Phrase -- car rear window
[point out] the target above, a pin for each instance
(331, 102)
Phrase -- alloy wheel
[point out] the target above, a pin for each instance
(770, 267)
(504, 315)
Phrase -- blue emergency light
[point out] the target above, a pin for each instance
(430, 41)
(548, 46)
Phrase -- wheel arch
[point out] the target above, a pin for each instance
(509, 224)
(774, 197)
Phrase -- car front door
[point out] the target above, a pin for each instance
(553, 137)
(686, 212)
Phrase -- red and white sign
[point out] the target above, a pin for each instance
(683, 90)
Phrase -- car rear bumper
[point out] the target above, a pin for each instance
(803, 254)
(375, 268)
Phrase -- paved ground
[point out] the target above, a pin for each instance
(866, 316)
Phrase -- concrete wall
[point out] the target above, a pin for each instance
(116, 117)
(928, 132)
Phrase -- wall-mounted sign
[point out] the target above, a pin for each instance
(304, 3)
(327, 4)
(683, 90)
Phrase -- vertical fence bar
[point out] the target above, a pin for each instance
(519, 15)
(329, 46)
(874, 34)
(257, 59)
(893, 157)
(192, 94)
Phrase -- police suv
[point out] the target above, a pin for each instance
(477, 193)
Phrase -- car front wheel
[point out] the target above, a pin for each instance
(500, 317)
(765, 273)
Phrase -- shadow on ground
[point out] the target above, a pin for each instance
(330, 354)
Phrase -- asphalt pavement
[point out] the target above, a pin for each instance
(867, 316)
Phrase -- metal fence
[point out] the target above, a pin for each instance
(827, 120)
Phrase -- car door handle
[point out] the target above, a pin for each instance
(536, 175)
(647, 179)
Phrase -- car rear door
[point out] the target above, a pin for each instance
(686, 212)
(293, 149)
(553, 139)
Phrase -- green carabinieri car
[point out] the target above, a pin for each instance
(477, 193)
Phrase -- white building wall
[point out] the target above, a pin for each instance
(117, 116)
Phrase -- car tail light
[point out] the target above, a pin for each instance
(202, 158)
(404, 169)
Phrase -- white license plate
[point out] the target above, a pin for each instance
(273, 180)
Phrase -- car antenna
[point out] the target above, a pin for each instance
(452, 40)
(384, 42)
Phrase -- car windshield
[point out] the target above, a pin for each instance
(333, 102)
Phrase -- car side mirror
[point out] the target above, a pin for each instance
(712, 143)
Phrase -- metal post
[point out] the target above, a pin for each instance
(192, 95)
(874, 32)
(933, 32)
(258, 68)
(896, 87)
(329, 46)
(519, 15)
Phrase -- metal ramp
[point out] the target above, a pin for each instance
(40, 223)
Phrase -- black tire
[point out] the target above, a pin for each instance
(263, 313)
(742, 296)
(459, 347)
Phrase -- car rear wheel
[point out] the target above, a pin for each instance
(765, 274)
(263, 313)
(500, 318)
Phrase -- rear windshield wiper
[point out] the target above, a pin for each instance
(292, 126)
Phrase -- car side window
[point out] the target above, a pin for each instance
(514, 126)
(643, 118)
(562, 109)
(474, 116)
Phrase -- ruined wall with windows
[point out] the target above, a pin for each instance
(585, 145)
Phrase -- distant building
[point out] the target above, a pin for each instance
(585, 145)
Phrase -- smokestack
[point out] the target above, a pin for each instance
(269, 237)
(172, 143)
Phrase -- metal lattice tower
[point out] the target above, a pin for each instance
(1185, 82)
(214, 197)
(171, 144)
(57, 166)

JOB
Set out the lines above as a Markdown table with columns titled "Row" and "Text", where "Row" holds the row number and "Text" holds the line. Leave out any blank lines.

THE RESULT
| Row | Text |
|---|---|
| 1 | Phrase -- car rear window |
| 2 | [point out] the target above, a pin for each instance |
| 3 | (331, 102) |
| 4 | Phrase -- alloy wheel |
| 5 | [point out] the target above, a pin for each instance |
| 6 | (770, 267) |
| 7 | (504, 315) |
| 8 | Phrase -- blue emergency light |
| 9 | [point out] the target above, a pin for each instance |
| 10 | (430, 41) |
| 11 | (548, 46) |
| 12 | Phrase -- wheel arch |
| 13 | [point out] the target above, a pin for each instance |
| 14 | (509, 224) |
| 15 | (774, 197) |
| 16 | Phrase -- car front door |
| 17 | [point out] the target above, a pin for each instance |
| 18 | (553, 137) |
| 19 | (686, 212) |
| 20 | Phrase -- red and white sign |
| 21 | [point out] the target above, a pin for each instance |
| 22 | (683, 90) |
| 23 | Phrase -- car rear bumper |
| 24 | [point out] the target above, a pin for each instance |
| 25 | (803, 254) |
| 26 | (375, 268) |
| 27 | Phrase -- paved ground |
| 28 | [point out] the target above, a pin for each instance |
| 29 | (866, 316) |
| 30 | Phrase -- concrete wall |
| 31 | [point out] the target above, a pin for each instance |
| 32 | (116, 117) |
| 33 | (928, 132) |
| 34 | Phrase -- wall-mounted sign |
| 35 | [point out] the target above, a pin for each instance |
| 36 | (304, 3) |
| 37 | (327, 4) |
| 38 | (683, 90) |
| 39 | Phrase -- vertical fence bar |
| 40 | [point out] the target above, a pin for each instance |
| 41 | (519, 15) |
| 42 | (329, 46) |
| 43 | (874, 34) |
| 44 | (257, 59) |
| 45 | (893, 157) |
| 46 | (192, 94) |
| 47 | Phrase -- police suv |
| 48 | [point out] the target above, a pin for each instance |
| 49 | (477, 193) |
| 50 | Phrase -- car front wheel |
| 51 | [point out] the target above, a pin for each instance |
| 52 | (500, 317) |
| 53 | (765, 273) |
| 54 | Phrase -- shadow on ground |
| 55 | [point out] the target above, a pin for each instance |
| 56 | (330, 354) |
| 57 | Phrase -- asphalt pavement |
| 58 | [point out] the target above, a pin for each instance |
| 59 | (867, 316) |
| 60 | Phrase -- metal fence |
| 61 | [point out] the target above, a pin for each instance |
| 62 | (827, 120) |
| 63 | Phrase -- car door handle |
| 64 | [point out] the target above, a pin for each instance |
| 65 | (536, 175) |
| 66 | (647, 179) |
| 67 | Phrase -- car rear door |
| 68 | [point out] the target above, a pin for each instance |
| 69 | (686, 212) |
| 70 | (293, 149) |
| 71 | (553, 139) |
| 72 | Phrase -- green carabinieri car |
| 73 | [point out] the target above, a pin for each instance |
| 74 | (477, 193) |
| 75 | Phrase -- white building wall |
| 76 | [point out] the target above, a pin for each instance |
| 77 | (117, 116) |
| 78 | Phrase -- car tail light |
| 79 | [point out] the target above, a pin for each instance |
| 80 | (202, 158) |
| 81 | (404, 169) |
| 82 | Phrase -- white license plate |
| 83 | [point out] the target above, a pin for each instance |
| 84 | (273, 180) |
| 85 | Phrase -- car antenna |
| 86 | [point out] the target above, a pin for each instance |
| 87 | (452, 40) |
| 88 | (384, 42) |
| 89 | Phrase -- car windshield |
| 90 | [point out] the target above, a pin for each instance |
| 91 | (333, 102) |
| 92 | Phrase -- car side mirror |
| 93 | [point out] the target above, a pin for each instance |
| 94 | (712, 143) |
| 95 | Phrase -- metal post |
| 96 | [point out] the target above, a pin for each instance |
| 97 | (192, 95) |
| 98 | (874, 32) |
| 99 | (933, 32) |
| 100 | (258, 68) |
| 101 | (896, 87) |
| 102 | (329, 46) |
| 103 | (519, 15) |
| 104 | Phrase -- metal ramp |
| 105 | [point out] the target above, a pin for each instance |
| 106 | (40, 223) |
| 107 | Phrase -- black tire |
| 108 | [point out] the target above, a pin for each instance |
| 109 | (263, 313) |
| 110 | (742, 296) |
| 111 | (459, 347) |
| 112 | Phrase -- car rear wheel |
| 113 | [point out] the target above, a pin for each instance |
| 114 | (765, 274) |
| 115 | (263, 313) |
| 116 | (500, 318) |
| 117 | Phrase -- rear windshield wiper |
| 118 | [point out] the target above, a pin for each instance |
| 119 | (292, 126) |
| 120 | Phrase -- car side window |
| 121 | [point out] the target above, a pin for each instance |
| 122 | (514, 126) |
| 123 | (643, 118) |
| 124 | (562, 109) |
| 125 | (474, 116) |
| 126 | Phrase -- ruined wall with windows |
| 127 | [point out] the target above, a pin for each instance |
| 128 | (585, 145) |
| 129 | Phrase -- distant building |
| 130 | [point out] the target above, a pin for each instance |
| 131 | (585, 145) |
| 132 | Phrase -- smokestack |
| 133 | [point out] the target above, a pin for each instance |
| 134 | (269, 237) |
| 135 | (172, 143) |
| 136 | Phrase -- metal lattice tower |
| 137 | [point out] the target above, a pin for each instance |
| 138 | (1185, 82) |
| 139 | (214, 197) |
| 140 | (171, 144) |
| 141 | (57, 166) |